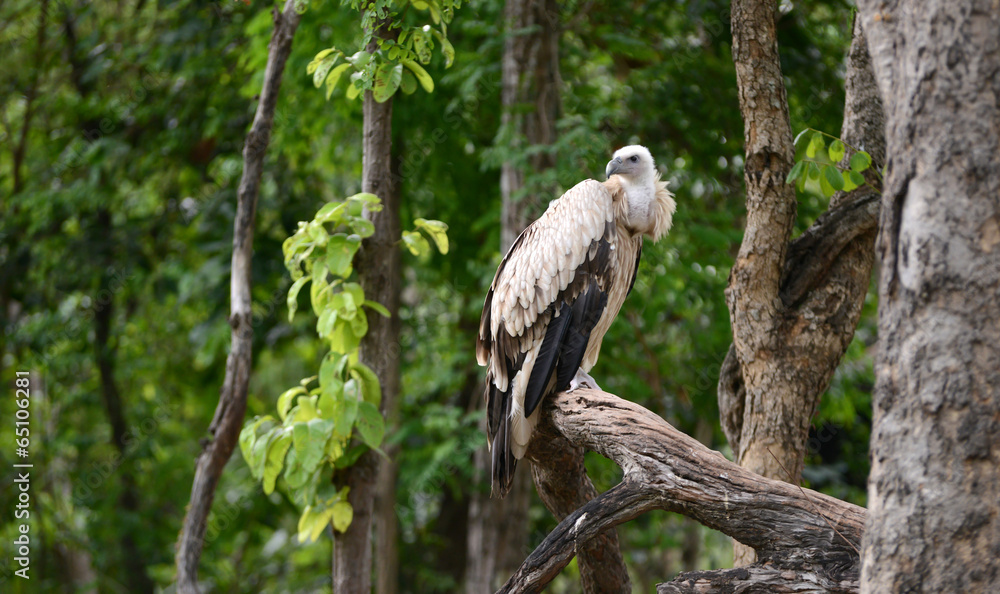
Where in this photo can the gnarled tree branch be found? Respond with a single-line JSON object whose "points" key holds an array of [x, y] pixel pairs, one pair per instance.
{"points": [[796, 532]]}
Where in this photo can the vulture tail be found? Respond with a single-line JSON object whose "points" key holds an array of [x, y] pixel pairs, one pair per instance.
{"points": [[585, 313], [498, 405], [504, 461]]}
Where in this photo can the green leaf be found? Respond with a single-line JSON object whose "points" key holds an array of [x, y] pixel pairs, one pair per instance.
{"points": [[343, 339], [836, 151], [326, 322], [286, 400], [318, 233], [313, 521], [438, 232], [816, 144], [423, 78], [346, 413], [849, 182], [800, 136], [378, 307], [449, 52], [342, 514], [334, 78], [293, 295], [387, 80], [258, 453], [321, 68], [408, 82], [306, 410], [319, 290], [275, 459], [833, 177], [353, 90], [248, 435], [416, 243], [371, 389], [331, 369], [797, 170], [825, 187], [330, 395], [310, 441], [370, 424], [328, 211], [340, 252], [360, 59], [295, 475], [860, 161]]}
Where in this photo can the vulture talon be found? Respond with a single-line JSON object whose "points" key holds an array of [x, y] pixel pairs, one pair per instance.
{"points": [[582, 379]]}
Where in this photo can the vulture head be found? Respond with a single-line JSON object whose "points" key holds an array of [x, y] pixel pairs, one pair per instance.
{"points": [[650, 205]]}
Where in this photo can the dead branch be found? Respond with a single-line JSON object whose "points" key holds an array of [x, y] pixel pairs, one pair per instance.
{"points": [[802, 537]]}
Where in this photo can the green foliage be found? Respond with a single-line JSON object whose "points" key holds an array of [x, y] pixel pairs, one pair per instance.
{"points": [[396, 62], [322, 415], [143, 113], [824, 165]]}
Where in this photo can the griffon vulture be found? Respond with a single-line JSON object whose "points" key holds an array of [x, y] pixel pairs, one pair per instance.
{"points": [[557, 291]]}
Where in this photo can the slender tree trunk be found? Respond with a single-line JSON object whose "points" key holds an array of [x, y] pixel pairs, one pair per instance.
{"points": [[21, 147], [934, 488], [373, 482], [228, 420], [794, 307], [498, 529], [135, 569]]}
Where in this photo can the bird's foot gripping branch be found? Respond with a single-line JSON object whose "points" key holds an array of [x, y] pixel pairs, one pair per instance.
{"points": [[330, 419]]}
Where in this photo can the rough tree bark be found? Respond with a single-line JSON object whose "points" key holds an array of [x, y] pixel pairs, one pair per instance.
{"points": [[934, 488], [806, 541], [228, 420], [372, 481], [794, 307]]}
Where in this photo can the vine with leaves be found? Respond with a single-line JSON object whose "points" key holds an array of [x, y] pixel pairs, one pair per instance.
{"points": [[397, 63], [821, 164], [329, 419]]}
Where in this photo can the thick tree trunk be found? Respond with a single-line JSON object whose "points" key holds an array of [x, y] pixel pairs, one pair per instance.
{"points": [[794, 307], [806, 541], [228, 419], [498, 529], [934, 489], [373, 482]]}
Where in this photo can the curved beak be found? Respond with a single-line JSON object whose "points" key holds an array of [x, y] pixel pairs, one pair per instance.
{"points": [[613, 166]]}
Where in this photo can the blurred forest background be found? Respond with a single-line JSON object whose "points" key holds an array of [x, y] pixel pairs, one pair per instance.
{"points": [[122, 131]]}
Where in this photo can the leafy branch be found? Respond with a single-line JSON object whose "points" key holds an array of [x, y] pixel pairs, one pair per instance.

Problem: Write out the entries word for word. Skip the pictures.

Answer space:
Where in this photo can the gnarled tree branch be found? Respond with a single-line JSON object whose "points" key holds an array of [x, y] pixel pairs, one pair per instance.
{"points": [[796, 532]]}
Where in this photo can the vulture tail be found? Respond with a single-line JSON object whose "points" key holds an array of [x, y] pixel pairs, one pair per instance.
{"points": [[585, 313], [498, 405], [504, 461]]}
Where in this photo can the green leaf be found? Respond with a single-line JSON object whose "points" key holds an array of [x, y] pixel pairs, one pair per instance.
{"points": [[343, 339], [836, 151], [326, 322], [286, 400], [318, 233], [313, 521], [438, 232], [816, 144], [423, 78], [346, 413], [849, 182], [800, 136], [378, 307], [449, 52], [342, 514], [334, 78], [293, 295], [387, 80], [258, 453], [321, 68], [408, 82], [306, 410], [319, 290], [275, 459], [833, 177], [353, 90], [248, 435], [416, 243], [371, 389], [331, 369], [797, 170], [825, 187], [330, 395], [310, 441], [370, 424], [328, 211], [340, 252], [360, 59], [295, 475], [860, 161]]}
Where in this photo can the vulture talon be found? Respond with a single-line JSON object whose "points" key holds an array of [x, y] pixel pairs, one pair per instance.
{"points": [[582, 379]]}
Where in this photo can the vulture head be found? Respond with a single-line JSON object whose "points" key holds an array of [x, y] pixel pairs, one pair per instance.
{"points": [[650, 205]]}
Where in this photo can the dead branch be found? Respond with a single-line JSON object whose "points" key holds an array of [x, y] pixel pairs, one pair per instance.
{"points": [[802, 537]]}
Where in this photo can the green foliage be found? Respond with a single-line JSON object whose "points" key holds an array of [x, y] pixel pairs, one pair per instance.
{"points": [[396, 62], [322, 415], [143, 113], [824, 165]]}
Where in this photo can the griffon vulture be found? Respond with a single-line JSON object whose "points" key holds an array of [x, y] pixel pairs, one pair per instance.
{"points": [[557, 291]]}
Where in this photo can the slender tree trunk be found? Respond with a single-line JSON object whose "points" key holds an array of [x, y] pixel pairs, one pair per instance.
{"points": [[21, 147], [934, 488], [373, 482], [228, 420], [794, 307], [498, 529], [135, 569]]}
Where in this photo can the bird's foot gripping branch be found? Respond with a single-line JSON object whose "points" key holds an array of [x, y] pixel pairs, one pair per instance.
{"points": [[330, 419]]}
Where in this photo can the rough tree bark be found? Respond with a single-line JSON object whose "points" key holds an array of [x, y] pixel pairs, one pair per instance.
{"points": [[934, 488], [806, 541], [228, 420], [372, 481], [794, 307]]}
Where in this photo can the vine with leaves be found? Respond with a single-line JSON object whose "points" key holds an array of [x, y] pixel pairs, one pair per instance.
{"points": [[397, 63], [821, 164], [329, 419]]}
Where in this photo can the thick tree trunk be found? Respond with a single-line JSON object whose "points" key holds an array of [x, y] pixel pairs, one pair per instance.
{"points": [[794, 307], [806, 541], [228, 419], [498, 529], [934, 489], [373, 482]]}
Where in this photo can the curved beak be found? Respond with a single-line JSON object whose "points" key holds an array of [x, y] pixel pairs, one pair per instance.
{"points": [[613, 166]]}
Where in this photo can the blurred forest background be found? Respond with a single-line JSON object whose "points" key holds an array of [x, y] pixel pairs, one pair per instance.
{"points": [[122, 131]]}
Where in this photo can the leafy branch be found? Respond with a single-line JSON object whose "points" key holds an array of [x, y] pixel pairs, one pair per instance.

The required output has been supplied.